= EXCERPT TO READ =
◆ ◆ ◆ ◆

Protective masks do not fit healthcare workers properly, particularly women and those of Asian descent, a new Australian study has found.

Erin Lyons

NCA NewsWire September 16, 2020 12:50PM

Last updated September 16, 2020 12:52PM AEST

The debate around mask wearing has been a hot topic since the coronavirus pandemic began.

Now researchers claim masks don’t always fit our frontline workers properly, particularly women or those of Asian descent, putting them at risk of catching the potentially deadly disease.

Now academics are calling for more formal fit-testing procedures.

Researchers at the University of Western Australia and Perth Children’s Hospital argue hospitals lack the time and financial resources to ensure every worker has a mask that fits properly.

Co-author Professor Britta von Ungern-Sternberg said an ill-fitting mask could allow unfiltered air to be drawn inside.

The “fit-pass” rate for women is just 85 per cent compared with 95 per cent for men, while masks fit 90 per cent of caucasian workers properly, but that figure drops to 84 per cent for people of Asian descent and even lower at 60 per cent for Asian females.

◆ ◆ ◆ ◆

= THE PROBLEM =
Repeat the article on mask fit for healthcare workers exactly as it appears, from start to finish.

◆ ◆ ◆ ◆

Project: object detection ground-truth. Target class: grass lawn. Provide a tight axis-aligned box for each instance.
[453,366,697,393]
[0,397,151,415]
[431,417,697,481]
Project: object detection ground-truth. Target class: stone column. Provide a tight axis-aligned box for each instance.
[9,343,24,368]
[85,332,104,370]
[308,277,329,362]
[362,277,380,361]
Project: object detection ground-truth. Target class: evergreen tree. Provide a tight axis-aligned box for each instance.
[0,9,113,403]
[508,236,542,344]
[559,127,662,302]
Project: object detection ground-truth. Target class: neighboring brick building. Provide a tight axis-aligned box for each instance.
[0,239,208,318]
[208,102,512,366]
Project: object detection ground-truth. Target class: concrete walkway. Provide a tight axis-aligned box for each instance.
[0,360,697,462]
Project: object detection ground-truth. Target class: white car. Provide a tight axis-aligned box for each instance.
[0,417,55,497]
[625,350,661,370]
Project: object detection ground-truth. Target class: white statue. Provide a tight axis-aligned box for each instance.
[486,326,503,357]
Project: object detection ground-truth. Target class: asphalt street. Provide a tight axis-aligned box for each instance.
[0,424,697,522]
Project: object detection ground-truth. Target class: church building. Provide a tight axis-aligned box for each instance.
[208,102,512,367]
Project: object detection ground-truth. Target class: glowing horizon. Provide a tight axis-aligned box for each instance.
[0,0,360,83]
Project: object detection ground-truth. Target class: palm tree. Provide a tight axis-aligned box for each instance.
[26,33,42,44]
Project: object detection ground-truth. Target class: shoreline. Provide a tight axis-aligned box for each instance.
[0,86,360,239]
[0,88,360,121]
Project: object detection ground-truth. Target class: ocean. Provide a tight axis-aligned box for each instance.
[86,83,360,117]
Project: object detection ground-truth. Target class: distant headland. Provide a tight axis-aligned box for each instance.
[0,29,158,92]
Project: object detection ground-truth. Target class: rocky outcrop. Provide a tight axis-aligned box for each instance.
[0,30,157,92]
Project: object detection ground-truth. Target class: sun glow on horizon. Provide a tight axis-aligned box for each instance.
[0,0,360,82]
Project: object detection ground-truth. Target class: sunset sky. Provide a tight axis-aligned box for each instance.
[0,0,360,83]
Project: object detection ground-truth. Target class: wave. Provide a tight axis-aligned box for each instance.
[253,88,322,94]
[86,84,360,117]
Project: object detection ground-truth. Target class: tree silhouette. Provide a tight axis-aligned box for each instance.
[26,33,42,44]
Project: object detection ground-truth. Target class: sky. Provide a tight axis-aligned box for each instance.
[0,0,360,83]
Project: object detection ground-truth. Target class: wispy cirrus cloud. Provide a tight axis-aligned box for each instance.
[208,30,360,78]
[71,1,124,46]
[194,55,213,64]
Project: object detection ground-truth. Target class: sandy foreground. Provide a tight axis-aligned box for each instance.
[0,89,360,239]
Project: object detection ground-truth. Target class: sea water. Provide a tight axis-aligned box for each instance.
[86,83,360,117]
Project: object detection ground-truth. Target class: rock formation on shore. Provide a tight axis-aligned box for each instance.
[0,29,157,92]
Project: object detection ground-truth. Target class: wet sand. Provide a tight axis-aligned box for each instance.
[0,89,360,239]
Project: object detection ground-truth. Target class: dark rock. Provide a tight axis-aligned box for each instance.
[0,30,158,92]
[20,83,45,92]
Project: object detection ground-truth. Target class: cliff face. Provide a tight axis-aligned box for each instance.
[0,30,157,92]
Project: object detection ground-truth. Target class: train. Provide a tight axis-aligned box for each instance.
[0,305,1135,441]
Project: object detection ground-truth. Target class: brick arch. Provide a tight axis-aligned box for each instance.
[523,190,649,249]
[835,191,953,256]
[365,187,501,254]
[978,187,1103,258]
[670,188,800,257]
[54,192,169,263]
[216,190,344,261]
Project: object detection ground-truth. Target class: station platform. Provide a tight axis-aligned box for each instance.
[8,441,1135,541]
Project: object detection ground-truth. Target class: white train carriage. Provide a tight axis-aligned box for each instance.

◆ ◆ ◆ ◆

= OUTPUT OF THE EXERCISE =
Protective masks do not fit healthcare workers properly, particularly women and those of Asian descent, a new Australian study has found.

Erin Lyons

NCA NewsWire September 16, 2020 12:50PM

Last updated September 16, 2020 12:52PM AEST

The debate around mask wearing has been a hot topic since the coronavirus pandemic began.

Now researchers claim masks don’t always fit our frontline workers properly, particularly women or those of Asian descent, putting them at risk of catching the potentially deadly disease.

Now academics are calling for more formal fit-testing procedures.

Researchers at the University of Western Australia and Perth Children’s Hospital argue hospitals lack the time and financial resources to ensure every worker has a mask that fits properly.

Co-author Professor Britta von Ungern-Sternberg said an ill-fitting mask could allow unfiltered air to be drawn inside.

The “fit-pass” rate for women is just 85 per cent compared with 95 per cent for men, while masks fit 90 per cent of caucasian workers properly, but that figure drops to 84 per cent for people of Asian descent and even lower at 60 per cent for Asian females.